__Consigna__:
Conteste las siguientes preguntas sobre el fragmento acerca de la Vuelta a España de 1957:
(a) ¿En qué ciudad iba a dar comienzo la carrera?
(b) ¿Qué premio había ganado el corredor de Larrabetzu en el Tour de 1953?
(c) ¿Qué selecciones de otros países tomaron la salida junto a la de España?

__Fragmento del texto__:
* * * * *
El telegrama del párroco

FFederico Martín Bahamontes tenía todas las de ganar en la Vuelta a España de 1957 que iba a dar comienzo en Bilbao. Su estado de forma era bueno, disponía de un gran equipo y de la confianza total de su director, el valenciano Luis Puig, que luego sería presidente de la Federación Española de Ciclismo y de la Unión Ciclista Internacional. La buena sintonía del director con el ciclista toledano rayaba la complicidad. Lástima que les saliera un grano que se llamaba Jesús Loroño.

En aquella primavera del 57, el corredor de Larrabetzu había recuperado el golpe de pedal que le hiciera ganar el premio de la montaña del Tour de 1953 y no estaba dispuesto a regalarle el triunfo a su más enconado rival en las carreteras. Su desventaja era la ventaja de Bahamontes: el equipo. Ambos corrían en la selección española, en una Vuelta que no se disputaba por marcas comerciales sino por equipos nacionales y regionales. Además de España, tomaron la salida las selecciones de Italia, Francia, Bélgica y Portugal. La participación se completó con cuatro equipos de corredores españoles, «Mediterráneo», «Pirenaico», «Cántabro» y el de la región «Centro Sur».

Para Loroño, lo mejor hubiera sido formar una escuadra vizcaína, que mimbres no faltaban, pero siendo como era uno de los mejores corredores de la época, no hubo elección. La Federación Española mandaba, y tuvo que ponerse a las órdenes de Luis Puig, descaradamente partidario de conceder todos sus favores a Bahamontes.
* * * * *
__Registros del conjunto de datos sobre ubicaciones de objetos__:
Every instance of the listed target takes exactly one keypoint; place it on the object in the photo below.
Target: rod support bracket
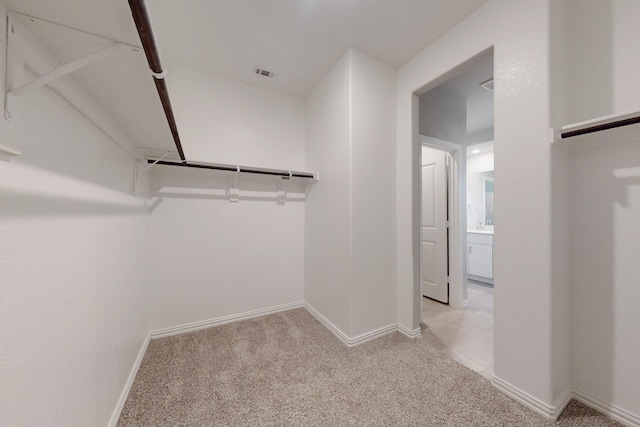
(159, 76)
(282, 190)
(234, 193)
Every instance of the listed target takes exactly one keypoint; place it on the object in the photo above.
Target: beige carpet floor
(288, 369)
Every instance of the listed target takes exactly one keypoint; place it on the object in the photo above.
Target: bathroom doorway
(457, 117)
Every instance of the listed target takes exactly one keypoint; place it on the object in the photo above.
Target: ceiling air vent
(264, 73)
(488, 85)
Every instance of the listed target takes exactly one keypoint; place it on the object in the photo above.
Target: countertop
(480, 231)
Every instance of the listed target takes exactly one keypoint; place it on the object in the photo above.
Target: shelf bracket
(234, 193)
(316, 177)
(63, 70)
(282, 191)
(139, 172)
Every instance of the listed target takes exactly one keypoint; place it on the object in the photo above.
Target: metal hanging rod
(242, 169)
(600, 127)
(143, 25)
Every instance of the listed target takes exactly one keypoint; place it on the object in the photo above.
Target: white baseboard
(614, 412)
(333, 328)
(551, 412)
(203, 324)
(127, 386)
(360, 339)
(409, 333)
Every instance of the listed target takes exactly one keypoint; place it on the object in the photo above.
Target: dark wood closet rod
(141, 18)
(230, 168)
(604, 126)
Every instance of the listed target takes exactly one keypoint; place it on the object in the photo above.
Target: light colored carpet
(288, 369)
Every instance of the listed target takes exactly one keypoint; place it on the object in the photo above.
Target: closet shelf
(604, 131)
(285, 174)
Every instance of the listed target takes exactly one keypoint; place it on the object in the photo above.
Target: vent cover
(488, 85)
(264, 73)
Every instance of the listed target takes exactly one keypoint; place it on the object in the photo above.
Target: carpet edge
(115, 415)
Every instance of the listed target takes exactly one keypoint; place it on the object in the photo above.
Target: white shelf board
(603, 137)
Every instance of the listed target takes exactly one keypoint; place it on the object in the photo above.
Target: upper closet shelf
(601, 132)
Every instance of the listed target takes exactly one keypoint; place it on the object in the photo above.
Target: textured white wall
(350, 236)
(518, 32)
(373, 106)
(328, 206)
(214, 258)
(72, 259)
(605, 243)
(604, 210)
(602, 49)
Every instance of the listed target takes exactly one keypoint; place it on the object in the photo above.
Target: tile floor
(466, 335)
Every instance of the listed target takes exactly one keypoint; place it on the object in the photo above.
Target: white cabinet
(480, 256)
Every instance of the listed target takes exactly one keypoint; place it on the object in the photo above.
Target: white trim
(608, 409)
(409, 333)
(115, 416)
(367, 336)
(333, 328)
(563, 401)
(551, 412)
(203, 324)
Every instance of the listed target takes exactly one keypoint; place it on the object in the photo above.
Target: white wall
(223, 121)
(604, 208)
(350, 245)
(328, 207)
(601, 38)
(605, 243)
(212, 257)
(72, 259)
(518, 32)
(373, 86)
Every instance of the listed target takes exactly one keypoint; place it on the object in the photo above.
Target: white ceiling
(479, 100)
(299, 40)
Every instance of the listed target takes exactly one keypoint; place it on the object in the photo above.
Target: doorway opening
(457, 224)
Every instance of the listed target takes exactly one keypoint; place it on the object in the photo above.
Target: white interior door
(434, 266)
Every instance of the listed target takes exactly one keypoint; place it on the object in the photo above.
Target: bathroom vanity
(480, 255)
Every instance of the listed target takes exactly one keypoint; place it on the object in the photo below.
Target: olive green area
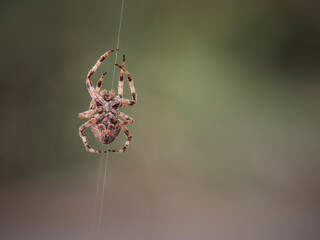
(226, 138)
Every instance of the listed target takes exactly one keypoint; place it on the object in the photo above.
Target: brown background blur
(226, 132)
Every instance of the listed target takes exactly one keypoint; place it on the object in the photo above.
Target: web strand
(106, 148)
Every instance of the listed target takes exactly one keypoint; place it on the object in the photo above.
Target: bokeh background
(226, 133)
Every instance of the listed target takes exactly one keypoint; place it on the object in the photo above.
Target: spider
(103, 111)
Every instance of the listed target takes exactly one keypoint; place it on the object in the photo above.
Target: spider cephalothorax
(103, 111)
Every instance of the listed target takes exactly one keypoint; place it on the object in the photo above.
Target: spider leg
(99, 83)
(126, 117)
(87, 114)
(129, 139)
(120, 85)
(83, 137)
(90, 87)
(132, 89)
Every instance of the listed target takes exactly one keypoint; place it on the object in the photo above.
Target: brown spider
(103, 109)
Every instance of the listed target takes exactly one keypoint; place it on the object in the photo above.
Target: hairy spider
(103, 111)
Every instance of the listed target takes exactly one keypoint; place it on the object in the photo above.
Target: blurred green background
(226, 133)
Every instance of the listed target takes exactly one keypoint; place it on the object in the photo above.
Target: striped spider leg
(103, 110)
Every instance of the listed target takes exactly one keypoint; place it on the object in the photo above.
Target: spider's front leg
(129, 139)
(93, 93)
(83, 137)
(126, 102)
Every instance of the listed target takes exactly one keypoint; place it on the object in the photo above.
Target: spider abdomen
(106, 131)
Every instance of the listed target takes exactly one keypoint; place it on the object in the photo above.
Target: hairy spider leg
(99, 83)
(120, 84)
(90, 87)
(83, 137)
(129, 139)
(88, 114)
(127, 102)
(127, 118)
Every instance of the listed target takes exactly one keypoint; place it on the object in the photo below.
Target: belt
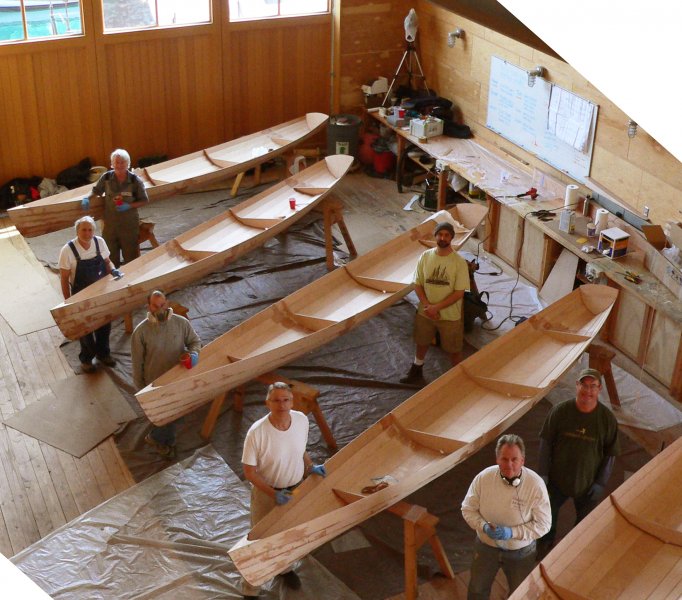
(290, 488)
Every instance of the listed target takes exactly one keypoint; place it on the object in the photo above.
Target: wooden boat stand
(332, 211)
(305, 400)
(600, 359)
(419, 526)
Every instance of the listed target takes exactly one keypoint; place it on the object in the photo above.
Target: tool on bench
(632, 277)
(532, 192)
(543, 215)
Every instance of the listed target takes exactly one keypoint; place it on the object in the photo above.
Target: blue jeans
(516, 565)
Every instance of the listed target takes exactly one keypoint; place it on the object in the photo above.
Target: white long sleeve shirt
(525, 507)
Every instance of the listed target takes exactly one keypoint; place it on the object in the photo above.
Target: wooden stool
(146, 233)
(332, 211)
(305, 401)
(600, 359)
(178, 309)
(419, 526)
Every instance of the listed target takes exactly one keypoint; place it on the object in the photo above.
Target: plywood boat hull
(428, 434)
(172, 177)
(630, 546)
(300, 322)
(201, 250)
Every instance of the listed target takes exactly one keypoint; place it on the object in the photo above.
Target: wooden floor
(42, 488)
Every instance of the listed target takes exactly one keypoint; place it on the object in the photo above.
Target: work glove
(596, 491)
(282, 496)
(318, 470)
(500, 532)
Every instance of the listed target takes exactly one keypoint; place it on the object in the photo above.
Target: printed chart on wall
(554, 124)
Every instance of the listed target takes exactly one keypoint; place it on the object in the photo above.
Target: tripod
(409, 53)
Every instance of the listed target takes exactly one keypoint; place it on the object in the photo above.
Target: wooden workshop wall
(166, 91)
(372, 43)
(639, 171)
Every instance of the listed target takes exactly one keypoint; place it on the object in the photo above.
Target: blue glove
(318, 470)
(596, 491)
(499, 533)
(282, 496)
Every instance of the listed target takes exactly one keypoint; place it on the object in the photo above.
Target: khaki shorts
(451, 333)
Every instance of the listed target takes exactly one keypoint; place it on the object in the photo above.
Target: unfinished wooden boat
(308, 318)
(201, 250)
(630, 546)
(172, 177)
(431, 432)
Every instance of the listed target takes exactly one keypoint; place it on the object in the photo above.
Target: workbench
(646, 323)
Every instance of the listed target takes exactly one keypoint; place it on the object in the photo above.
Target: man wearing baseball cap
(440, 279)
(578, 447)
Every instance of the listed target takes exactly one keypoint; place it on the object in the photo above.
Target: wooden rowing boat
(308, 318)
(201, 250)
(172, 177)
(428, 434)
(630, 546)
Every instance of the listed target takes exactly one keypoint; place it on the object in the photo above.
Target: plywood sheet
(26, 294)
(561, 278)
(81, 411)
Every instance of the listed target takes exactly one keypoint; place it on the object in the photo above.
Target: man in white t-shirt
(275, 461)
(82, 261)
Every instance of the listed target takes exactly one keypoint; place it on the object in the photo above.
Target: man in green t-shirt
(440, 279)
(578, 447)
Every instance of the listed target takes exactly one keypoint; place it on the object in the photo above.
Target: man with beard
(157, 344)
(440, 279)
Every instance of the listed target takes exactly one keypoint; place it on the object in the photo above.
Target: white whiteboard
(519, 113)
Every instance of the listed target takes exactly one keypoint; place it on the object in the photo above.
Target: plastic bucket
(342, 134)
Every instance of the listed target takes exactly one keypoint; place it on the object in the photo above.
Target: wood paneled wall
(639, 171)
(166, 91)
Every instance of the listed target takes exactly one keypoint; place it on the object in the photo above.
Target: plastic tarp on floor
(163, 538)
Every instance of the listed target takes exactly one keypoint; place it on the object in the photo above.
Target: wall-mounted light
(533, 73)
(453, 35)
(632, 129)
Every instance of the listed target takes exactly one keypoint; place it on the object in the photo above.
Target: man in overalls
(124, 193)
(82, 261)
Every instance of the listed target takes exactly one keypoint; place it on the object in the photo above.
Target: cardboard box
(429, 127)
(613, 242)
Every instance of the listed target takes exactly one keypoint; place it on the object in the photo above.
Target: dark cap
(444, 225)
(590, 373)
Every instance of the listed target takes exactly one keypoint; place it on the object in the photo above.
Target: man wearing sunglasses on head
(578, 447)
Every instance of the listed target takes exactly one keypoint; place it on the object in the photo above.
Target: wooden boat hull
(201, 250)
(429, 433)
(630, 546)
(172, 177)
(300, 322)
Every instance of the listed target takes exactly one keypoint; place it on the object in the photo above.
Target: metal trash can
(343, 132)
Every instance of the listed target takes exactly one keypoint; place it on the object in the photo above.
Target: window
(137, 14)
(242, 10)
(36, 19)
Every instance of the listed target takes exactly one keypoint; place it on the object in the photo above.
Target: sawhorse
(332, 212)
(305, 401)
(419, 527)
(600, 359)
* * * * *
__Respuesta__:
(a) En Bilbao.
(b) El premio de la montaña.
(c) Las de Italia, Francia, Bélgica y Portugal.